In how many lines of the records does the word "instance" appear? Reply with the number and nothing else.

Listed records
===============

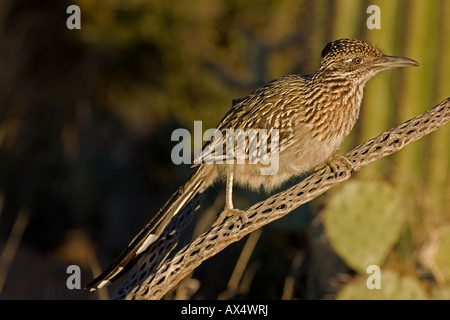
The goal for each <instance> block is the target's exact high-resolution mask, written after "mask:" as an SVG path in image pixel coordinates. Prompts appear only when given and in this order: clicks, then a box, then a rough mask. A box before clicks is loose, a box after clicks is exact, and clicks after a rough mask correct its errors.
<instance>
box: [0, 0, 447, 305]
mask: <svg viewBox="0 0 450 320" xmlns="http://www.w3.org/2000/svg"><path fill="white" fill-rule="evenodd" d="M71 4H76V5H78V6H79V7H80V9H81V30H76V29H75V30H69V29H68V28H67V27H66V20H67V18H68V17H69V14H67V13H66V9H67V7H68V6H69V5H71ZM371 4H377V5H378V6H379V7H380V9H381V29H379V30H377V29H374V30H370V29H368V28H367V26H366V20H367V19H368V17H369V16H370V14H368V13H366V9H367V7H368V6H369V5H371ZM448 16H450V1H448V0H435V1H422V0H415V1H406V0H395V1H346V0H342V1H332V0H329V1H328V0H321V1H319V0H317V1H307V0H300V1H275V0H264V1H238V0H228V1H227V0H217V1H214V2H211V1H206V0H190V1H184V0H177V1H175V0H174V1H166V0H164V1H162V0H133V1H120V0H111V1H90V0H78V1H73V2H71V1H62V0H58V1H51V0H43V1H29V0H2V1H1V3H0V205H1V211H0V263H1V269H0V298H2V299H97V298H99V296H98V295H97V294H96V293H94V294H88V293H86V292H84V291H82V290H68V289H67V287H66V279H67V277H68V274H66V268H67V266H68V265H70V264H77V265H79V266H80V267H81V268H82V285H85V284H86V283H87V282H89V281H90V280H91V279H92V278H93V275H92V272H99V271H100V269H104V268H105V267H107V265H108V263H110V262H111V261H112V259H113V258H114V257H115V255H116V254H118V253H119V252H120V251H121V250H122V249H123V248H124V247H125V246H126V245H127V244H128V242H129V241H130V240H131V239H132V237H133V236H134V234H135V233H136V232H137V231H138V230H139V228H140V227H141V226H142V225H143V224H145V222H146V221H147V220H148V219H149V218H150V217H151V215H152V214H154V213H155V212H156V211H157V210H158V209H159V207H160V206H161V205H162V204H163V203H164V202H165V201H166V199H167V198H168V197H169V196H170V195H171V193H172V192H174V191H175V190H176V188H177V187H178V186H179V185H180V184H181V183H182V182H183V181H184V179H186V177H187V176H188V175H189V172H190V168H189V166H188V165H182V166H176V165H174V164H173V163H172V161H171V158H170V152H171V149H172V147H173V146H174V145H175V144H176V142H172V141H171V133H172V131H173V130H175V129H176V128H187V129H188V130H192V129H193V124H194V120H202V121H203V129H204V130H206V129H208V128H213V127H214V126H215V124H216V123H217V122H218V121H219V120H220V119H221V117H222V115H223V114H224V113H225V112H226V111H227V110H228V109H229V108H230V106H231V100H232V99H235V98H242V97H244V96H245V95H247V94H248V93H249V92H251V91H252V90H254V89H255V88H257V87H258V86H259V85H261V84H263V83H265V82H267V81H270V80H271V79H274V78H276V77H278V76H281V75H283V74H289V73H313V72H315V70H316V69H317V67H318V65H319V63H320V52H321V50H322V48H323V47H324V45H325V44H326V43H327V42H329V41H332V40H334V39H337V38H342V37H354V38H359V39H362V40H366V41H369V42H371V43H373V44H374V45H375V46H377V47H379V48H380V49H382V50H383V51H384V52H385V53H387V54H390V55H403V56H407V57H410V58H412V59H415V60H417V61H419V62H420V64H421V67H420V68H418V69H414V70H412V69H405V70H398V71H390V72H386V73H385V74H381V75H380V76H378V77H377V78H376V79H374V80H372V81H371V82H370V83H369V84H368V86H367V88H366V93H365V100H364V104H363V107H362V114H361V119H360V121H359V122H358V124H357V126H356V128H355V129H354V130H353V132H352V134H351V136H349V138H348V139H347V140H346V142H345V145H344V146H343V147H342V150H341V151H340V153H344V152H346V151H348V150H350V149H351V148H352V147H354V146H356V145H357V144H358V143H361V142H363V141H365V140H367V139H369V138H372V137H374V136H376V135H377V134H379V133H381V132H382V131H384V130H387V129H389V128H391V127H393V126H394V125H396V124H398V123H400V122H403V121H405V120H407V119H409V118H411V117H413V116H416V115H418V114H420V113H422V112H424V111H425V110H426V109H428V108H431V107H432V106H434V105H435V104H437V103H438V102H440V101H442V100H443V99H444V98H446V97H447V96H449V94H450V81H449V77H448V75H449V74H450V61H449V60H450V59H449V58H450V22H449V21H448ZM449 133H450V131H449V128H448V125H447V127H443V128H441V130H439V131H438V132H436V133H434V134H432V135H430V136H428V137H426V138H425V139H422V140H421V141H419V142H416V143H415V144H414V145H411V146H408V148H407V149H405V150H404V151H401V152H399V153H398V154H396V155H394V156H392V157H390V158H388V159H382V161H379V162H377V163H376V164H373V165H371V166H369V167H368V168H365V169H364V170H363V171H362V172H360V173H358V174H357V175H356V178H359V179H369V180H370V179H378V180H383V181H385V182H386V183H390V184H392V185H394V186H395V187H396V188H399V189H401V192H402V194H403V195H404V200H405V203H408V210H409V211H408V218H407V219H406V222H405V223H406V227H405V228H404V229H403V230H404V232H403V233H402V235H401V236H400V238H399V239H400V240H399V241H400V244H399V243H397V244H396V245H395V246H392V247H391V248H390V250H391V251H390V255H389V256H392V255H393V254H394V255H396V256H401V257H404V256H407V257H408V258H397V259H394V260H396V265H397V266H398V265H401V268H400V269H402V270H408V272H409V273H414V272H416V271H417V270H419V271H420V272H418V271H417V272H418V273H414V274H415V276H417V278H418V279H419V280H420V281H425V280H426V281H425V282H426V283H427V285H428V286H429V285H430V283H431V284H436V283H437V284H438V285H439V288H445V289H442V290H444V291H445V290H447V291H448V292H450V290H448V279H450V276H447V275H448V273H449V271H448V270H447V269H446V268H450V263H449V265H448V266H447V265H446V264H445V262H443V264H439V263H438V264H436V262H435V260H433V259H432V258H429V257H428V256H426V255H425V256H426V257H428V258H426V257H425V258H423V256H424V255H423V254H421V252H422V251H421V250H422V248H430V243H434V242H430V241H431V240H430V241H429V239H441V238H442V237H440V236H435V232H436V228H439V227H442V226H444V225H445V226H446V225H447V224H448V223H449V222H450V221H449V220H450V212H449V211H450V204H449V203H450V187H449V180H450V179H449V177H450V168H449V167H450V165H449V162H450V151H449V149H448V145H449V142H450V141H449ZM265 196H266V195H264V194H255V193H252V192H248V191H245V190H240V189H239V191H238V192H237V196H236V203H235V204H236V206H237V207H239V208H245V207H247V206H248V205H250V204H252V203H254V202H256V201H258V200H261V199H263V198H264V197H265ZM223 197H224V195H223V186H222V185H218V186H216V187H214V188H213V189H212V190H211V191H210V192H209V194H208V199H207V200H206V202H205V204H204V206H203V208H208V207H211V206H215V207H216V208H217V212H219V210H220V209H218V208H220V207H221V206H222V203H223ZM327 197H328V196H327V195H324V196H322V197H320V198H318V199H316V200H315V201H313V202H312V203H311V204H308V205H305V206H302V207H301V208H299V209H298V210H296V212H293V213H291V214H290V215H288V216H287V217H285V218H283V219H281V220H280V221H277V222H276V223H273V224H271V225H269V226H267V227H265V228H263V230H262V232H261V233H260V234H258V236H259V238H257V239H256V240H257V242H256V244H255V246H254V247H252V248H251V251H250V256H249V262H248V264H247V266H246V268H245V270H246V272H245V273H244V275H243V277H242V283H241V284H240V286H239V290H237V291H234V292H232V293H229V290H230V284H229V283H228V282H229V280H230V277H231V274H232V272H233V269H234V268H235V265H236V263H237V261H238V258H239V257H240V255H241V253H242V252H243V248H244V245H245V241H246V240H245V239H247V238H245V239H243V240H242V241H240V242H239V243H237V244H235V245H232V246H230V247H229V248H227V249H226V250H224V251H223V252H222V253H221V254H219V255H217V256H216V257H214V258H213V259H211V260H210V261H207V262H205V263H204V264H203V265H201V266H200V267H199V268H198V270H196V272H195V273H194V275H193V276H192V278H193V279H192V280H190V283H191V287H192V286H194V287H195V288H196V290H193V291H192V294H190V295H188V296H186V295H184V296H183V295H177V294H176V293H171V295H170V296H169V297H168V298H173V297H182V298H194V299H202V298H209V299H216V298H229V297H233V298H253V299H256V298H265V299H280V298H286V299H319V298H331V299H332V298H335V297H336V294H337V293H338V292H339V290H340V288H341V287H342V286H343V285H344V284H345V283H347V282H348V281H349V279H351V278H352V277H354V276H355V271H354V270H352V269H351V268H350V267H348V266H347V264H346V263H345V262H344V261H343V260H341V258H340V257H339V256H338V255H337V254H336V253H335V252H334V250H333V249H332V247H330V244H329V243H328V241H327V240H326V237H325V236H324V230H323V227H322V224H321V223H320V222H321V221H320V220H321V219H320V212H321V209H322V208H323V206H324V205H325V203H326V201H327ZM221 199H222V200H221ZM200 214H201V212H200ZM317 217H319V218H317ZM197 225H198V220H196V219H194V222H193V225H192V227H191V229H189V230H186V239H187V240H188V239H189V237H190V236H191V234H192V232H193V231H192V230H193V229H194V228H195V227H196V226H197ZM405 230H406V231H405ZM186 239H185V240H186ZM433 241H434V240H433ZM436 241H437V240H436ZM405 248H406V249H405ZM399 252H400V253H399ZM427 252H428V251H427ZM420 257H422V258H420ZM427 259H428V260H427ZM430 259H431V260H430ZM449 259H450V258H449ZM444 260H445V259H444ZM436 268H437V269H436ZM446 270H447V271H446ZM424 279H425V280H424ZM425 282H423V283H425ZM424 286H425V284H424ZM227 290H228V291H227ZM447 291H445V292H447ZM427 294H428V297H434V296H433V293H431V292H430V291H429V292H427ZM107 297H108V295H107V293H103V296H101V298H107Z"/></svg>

===============

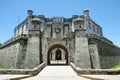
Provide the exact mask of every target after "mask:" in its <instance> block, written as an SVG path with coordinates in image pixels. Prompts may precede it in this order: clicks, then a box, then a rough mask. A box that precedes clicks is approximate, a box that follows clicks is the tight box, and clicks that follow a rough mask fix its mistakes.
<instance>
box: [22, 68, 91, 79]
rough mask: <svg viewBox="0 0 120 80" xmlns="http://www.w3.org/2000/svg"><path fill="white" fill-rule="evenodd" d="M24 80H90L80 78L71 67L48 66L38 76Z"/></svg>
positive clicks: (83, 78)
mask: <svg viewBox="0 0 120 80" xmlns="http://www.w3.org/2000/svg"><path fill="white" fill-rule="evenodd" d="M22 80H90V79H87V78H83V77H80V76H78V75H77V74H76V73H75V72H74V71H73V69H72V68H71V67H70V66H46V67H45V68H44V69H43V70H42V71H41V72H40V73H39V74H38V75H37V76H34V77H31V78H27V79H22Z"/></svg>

===============

Solved exercise
4